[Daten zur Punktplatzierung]
===
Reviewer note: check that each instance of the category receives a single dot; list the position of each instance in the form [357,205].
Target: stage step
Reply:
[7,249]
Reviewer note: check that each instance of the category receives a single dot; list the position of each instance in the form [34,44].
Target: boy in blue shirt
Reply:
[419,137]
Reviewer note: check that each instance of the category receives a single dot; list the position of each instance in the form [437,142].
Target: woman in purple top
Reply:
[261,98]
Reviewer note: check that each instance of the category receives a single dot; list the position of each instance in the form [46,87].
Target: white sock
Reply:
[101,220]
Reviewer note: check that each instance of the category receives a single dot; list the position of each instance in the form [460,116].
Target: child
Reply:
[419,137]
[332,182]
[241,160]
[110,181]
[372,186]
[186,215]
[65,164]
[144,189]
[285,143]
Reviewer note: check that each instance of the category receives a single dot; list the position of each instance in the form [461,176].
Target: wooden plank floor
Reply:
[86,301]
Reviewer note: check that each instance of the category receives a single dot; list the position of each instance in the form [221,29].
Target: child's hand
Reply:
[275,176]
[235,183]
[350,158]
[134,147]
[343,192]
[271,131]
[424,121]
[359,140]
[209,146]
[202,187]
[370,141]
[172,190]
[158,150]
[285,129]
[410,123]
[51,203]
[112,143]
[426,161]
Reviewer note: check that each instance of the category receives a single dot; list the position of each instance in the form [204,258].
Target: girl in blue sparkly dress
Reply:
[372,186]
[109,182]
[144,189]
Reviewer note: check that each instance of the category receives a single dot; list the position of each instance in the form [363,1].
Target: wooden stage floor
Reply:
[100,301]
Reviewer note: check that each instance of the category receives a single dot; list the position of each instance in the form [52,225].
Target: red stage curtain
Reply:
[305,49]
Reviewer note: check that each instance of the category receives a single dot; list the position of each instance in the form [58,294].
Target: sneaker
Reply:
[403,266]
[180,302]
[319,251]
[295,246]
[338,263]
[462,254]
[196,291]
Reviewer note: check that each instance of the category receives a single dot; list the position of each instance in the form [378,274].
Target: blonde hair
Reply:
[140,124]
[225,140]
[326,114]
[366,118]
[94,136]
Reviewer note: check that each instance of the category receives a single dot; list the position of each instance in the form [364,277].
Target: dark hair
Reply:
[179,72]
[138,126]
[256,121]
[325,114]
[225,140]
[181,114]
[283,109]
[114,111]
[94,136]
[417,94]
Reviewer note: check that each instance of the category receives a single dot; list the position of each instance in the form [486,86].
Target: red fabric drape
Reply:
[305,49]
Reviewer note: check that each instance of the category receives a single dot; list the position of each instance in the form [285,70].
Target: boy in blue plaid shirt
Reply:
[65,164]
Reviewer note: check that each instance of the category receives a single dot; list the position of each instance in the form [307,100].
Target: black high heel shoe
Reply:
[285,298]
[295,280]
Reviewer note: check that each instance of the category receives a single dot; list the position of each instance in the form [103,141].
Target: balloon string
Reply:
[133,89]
===
**IHRE AUFGABE:** Geben Sie die Zeilen ab der Zeile mit „the form [103,141].“ bis einschließlich zum Ende der Daten vollständig wieder, samt allem Text. Skalieren Sie dabei nur die Koordinaten in den Antworten mit dem Faktor 2,35 und runden Sie auf ganze Zahlen, wobei Hälften aufgerundet werden.

**LÖSUNG DER AUFGABE:**
Reviewer note: check that each instance of the category receives a single dot; list the position of each instance in the form [103,141].
Target: balloon string
Reply:
[313,209]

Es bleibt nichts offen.